When Robert Allan meets with clients of his investment management firm to plan their retirement, he begins with their goals and works backward. “The idea is that we want this much income per month and how are we going to get there,” says Allan, managing director of Welon Partners in Montgomery, Alabama.
One relatively novel approach he advises: drawing from a 401(k) while delaying claiming Social Security, as the monthly benefit increases the longer people put off taking it.
The strategy of using a 401(k) as a bridge to Social Security is getting increasing attention among people who have enough saved up in that type of account to tide them over until they’re 70, when they can claim the maximum Social Security payout. Even so, some are still reluctant to tap into what they see as a long-term nest egg and use it in the short term.
This makes conversations with advisers like Allan part math, part therapy.
....................
--- Required action 1 ---
Could you reproduce the article on delaying Social Security between "One relatively novel" and "off taking it.", inclusive?
--- Required action 2 ---
Can you carry on the article on delaying Social Security from its last sentence?
The items come from a separate source and have no connection to the article on delaying Social Security.
....................
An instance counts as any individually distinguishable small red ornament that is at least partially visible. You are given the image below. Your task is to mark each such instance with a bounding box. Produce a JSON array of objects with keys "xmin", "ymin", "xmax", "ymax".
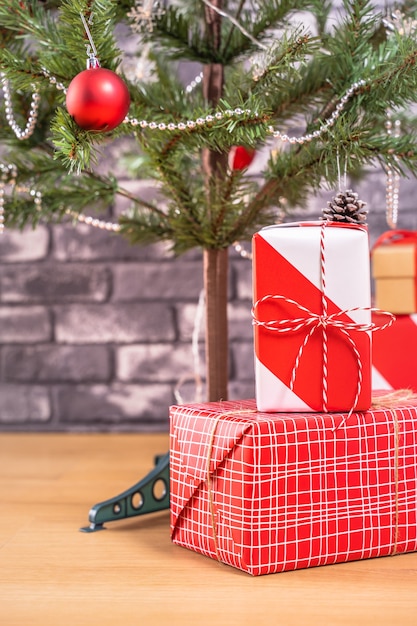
[
  {"xmin": 66, "ymin": 66, "xmax": 130, "ymax": 133},
  {"xmin": 229, "ymin": 146, "xmax": 256, "ymax": 171}
]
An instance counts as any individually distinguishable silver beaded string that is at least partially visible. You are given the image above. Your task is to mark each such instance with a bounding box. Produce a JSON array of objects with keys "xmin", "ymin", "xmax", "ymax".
[
  {"xmin": 0, "ymin": 72, "xmax": 41, "ymax": 140},
  {"xmin": 0, "ymin": 67, "xmax": 366, "ymax": 234},
  {"xmin": 385, "ymin": 111, "xmax": 401, "ymax": 229}
]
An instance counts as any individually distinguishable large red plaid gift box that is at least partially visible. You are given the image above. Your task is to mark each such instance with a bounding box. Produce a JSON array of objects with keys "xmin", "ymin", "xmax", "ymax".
[
  {"xmin": 372, "ymin": 230, "xmax": 417, "ymax": 314},
  {"xmin": 372, "ymin": 313, "xmax": 417, "ymax": 392},
  {"xmin": 253, "ymin": 222, "xmax": 371, "ymax": 411},
  {"xmin": 170, "ymin": 400, "xmax": 417, "ymax": 575}
]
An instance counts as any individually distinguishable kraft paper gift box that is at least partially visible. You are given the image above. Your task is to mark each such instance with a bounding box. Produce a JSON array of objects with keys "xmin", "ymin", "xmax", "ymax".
[
  {"xmin": 372, "ymin": 230, "xmax": 417, "ymax": 314},
  {"xmin": 372, "ymin": 313, "xmax": 417, "ymax": 390},
  {"xmin": 253, "ymin": 222, "xmax": 371, "ymax": 411},
  {"xmin": 170, "ymin": 400, "xmax": 417, "ymax": 576}
]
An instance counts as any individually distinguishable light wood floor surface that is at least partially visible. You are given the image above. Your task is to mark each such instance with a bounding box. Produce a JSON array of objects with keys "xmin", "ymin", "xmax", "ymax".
[{"xmin": 0, "ymin": 433, "xmax": 417, "ymax": 626}]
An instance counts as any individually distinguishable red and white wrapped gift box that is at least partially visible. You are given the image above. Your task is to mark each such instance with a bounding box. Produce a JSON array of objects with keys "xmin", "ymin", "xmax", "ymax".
[
  {"xmin": 372, "ymin": 313, "xmax": 417, "ymax": 393},
  {"xmin": 253, "ymin": 222, "xmax": 371, "ymax": 411},
  {"xmin": 170, "ymin": 400, "xmax": 417, "ymax": 576}
]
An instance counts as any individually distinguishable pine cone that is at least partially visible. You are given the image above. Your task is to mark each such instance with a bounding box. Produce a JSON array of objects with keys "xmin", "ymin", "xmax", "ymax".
[{"xmin": 322, "ymin": 189, "xmax": 368, "ymax": 224}]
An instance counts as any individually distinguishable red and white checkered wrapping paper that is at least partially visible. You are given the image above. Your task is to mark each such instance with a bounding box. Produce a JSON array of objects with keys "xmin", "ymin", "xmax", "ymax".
[
  {"xmin": 253, "ymin": 222, "xmax": 371, "ymax": 412},
  {"xmin": 170, "ymin": 400, "xmax": 417, "ymax": 575}
]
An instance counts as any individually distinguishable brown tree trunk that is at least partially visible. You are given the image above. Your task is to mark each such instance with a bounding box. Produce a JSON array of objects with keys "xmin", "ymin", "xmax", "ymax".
[
  {"xmin": 202, "ymin": 0, "xmax": 229, "ymax": 402},
  {"xmin": 204, "ymin": 249, "xmax": 229, "ymax": 402}
]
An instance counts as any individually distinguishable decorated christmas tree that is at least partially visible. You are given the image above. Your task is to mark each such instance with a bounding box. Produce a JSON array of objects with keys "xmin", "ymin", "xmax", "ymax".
[{"xmin": 0, "ymin": 0, "xmax": 417, "ymax": 400}]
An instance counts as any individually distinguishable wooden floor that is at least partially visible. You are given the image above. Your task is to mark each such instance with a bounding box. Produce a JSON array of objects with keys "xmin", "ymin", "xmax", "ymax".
[{"xmin": 0, "ymin": 433, "xmax": 417, "ymax": 626}]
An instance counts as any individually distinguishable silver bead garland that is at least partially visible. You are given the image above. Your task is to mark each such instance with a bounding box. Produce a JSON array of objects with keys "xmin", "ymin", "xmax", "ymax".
[
  {"xmin": 38, "ymin": 67, "xmax": 367, "ymax": 144},
  {"xmin": 385, "ymin": 112, "xmax": 401, "ymax": 229},
  {"xmin": 0, "ymin": 67, "xmax": 366, "ymax": 234},
  {"xmin": 0, "ymin": 72, "xmax": 41, "ymax": 140}
]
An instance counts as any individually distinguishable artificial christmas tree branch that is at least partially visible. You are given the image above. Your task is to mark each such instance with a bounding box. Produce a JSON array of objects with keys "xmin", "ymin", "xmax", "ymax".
[{"xmin": 0, "ymin": 0, "xmax": 417, "ymax": 399}]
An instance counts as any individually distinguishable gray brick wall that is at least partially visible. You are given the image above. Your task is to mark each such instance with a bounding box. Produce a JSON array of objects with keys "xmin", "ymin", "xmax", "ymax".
[
  {"xmin": 0, "ymin": 163, "xmax": 417, "ymax": 431},
  {"xmin": 0, "ymin": 2, "xmax": 417, "ymax": 431}
]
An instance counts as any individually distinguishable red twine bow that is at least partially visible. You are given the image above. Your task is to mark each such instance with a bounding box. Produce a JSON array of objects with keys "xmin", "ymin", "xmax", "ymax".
[
  {"xmin": 252, "ymin": 295, "xmax": 395, "ymax": 418},
  {"xmin": 252, "ymin": 221, "xmax": 395, "ymax": 422}
]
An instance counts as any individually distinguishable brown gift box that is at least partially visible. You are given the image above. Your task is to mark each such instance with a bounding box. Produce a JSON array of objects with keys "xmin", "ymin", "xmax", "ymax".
[{"xmin": 372, "ymin": 230, "xmax": 417, "ymax": 314}]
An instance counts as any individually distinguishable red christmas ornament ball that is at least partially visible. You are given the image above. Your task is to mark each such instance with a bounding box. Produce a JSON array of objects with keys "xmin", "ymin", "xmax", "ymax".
[
  {"xmin": 229, "ymin": 146, "xmax": 256, "ymax": 171},
  {"xmin": 66, "ymin": 67, "xmax": 130, "ymax": 133}
]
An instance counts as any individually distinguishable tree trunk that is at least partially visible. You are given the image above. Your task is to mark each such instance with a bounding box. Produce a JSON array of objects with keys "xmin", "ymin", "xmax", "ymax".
[
  {"xmin": 204, "ymin": 248, "xmax": 229, "ymax": 402},
  {"xmin": 202, "ymin": 0, "xmax": 229, "ymax": 402}
]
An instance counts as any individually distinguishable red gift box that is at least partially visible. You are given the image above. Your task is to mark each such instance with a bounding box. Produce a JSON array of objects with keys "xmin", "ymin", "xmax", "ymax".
[
  {"xmin": 372, "ymin": 313, "xmax": 417, "ymax": 392},
  {"xmin": 253, "ymin": 222, "xmax": 371, "ymax": 412},
  {"xmin": 372, "ymin": 230, "xmax": 417, "ymax": 314},
  {"xmin": 170, "ymin": 400, "xmax": 417, "ymax": 575}
]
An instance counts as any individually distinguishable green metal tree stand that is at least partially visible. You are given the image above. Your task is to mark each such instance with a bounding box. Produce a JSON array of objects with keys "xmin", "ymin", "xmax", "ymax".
[{"xmin": 80, "ymin": 452, "xmax": 169, "ymax": 533}]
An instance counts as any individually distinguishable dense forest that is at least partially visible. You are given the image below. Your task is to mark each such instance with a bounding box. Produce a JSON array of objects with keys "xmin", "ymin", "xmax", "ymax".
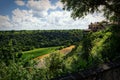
[
  {"xmin": 0, "ymin": 25, "xmax": 120, "ymax": 80},
  {"xmin": 0, "ymin": 30, "xmax": 82, "ymax": 62}
]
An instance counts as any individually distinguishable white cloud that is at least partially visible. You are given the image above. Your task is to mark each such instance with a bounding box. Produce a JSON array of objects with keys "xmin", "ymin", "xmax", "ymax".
[
  {"xmin": 56, "ymin": 1, "xmax": 64, "ymax": 9},
  {"xmin": 0, "ymin": 0, "xmax": 105, "ymax": 30},
  {"xmin": 0, "ymin": 15, "xmax": 12, "ymax": 30},
  {"xmin": 15, "ymin": 0, "xmax": 25, "ymax": 6}
]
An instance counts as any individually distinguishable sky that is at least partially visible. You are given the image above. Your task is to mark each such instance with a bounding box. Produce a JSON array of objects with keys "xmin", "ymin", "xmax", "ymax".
[{"xmin": 0, "ymin": 0, "xmax": 105, "ymax": 30}]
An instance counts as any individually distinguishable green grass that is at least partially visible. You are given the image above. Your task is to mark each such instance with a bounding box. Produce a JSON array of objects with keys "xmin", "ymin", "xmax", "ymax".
[{"xmin": 22, "ymin": 47, "xmax": 59, "ymax": 60}]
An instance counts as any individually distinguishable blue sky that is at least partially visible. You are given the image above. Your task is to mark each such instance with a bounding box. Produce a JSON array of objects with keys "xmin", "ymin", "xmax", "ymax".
[{"xmin": 0, "ymin": 0, "xmax": 104, "ymax": 30}]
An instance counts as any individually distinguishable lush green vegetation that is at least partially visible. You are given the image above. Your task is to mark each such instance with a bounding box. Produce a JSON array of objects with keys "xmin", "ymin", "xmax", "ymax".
[
  {"xmin": 22, "ymin": 47, "xmax": 60, "ymax": 60},
  {"xmin": 0, "ymin": 30, "xmax": 82, "ymax": 62},
  {"xmin": 0, "ymin": 25, "xmax": 120, "ymax": 80}
]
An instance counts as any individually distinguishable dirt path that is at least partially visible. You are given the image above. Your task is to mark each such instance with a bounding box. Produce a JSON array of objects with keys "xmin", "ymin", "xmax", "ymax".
[{"xmin": 34, "ymin": 45, "xmax": 75, "ymax": 60}]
....................
--- Response box 1 ---
One relatively novel approach he advises: drawing from a 401(k) while delaying claiming Social Security, as the monthly benefit increases the longer people put off taking it.

--- Response box 2 ---
“Running out of money is probably the biggest fear for most retirees,” he notes. “The question becomes, ‘How do I make this last?’ ”
It pays to wait
In fact, using a 401(k) first and putting off claiming Social Security means that the benefit payments will be higher. Plus, unlike 401(k)s and most other retirement accounts, Social Security can’t run out.
Waiting to claim Social Security until the maximum age of 70, rather than the earliest eligibility of 62, increases the monthly benefit by at least 76 percent, or about 8 percent per year. Given that people near retirement are generally advised to be more conservative about risk, that’s more than their investment accounts, including 401(k)s, are likely to earn during that time. And Social Security isn’t subject to sudden downturns in the market. “Social Security pays out for the rest of your life,” Allan says. “That’s all the more reason to avoid taking it early” and being locked in to the lowest payout.
Slow to catch on
But the idea of the 401(k) bridge has been slow to catch on, even among the large number of people who decided during the pandemic to retire early. One reason is that it’s so new; the generation for which the 401(k) replaced the pension that most workers once enjoyed but barely 1 in 5 still get is only now entering retirement, according to the Economic Policy Institute. Retirement account savings overtook pension fund assets in 2012, the institute reports.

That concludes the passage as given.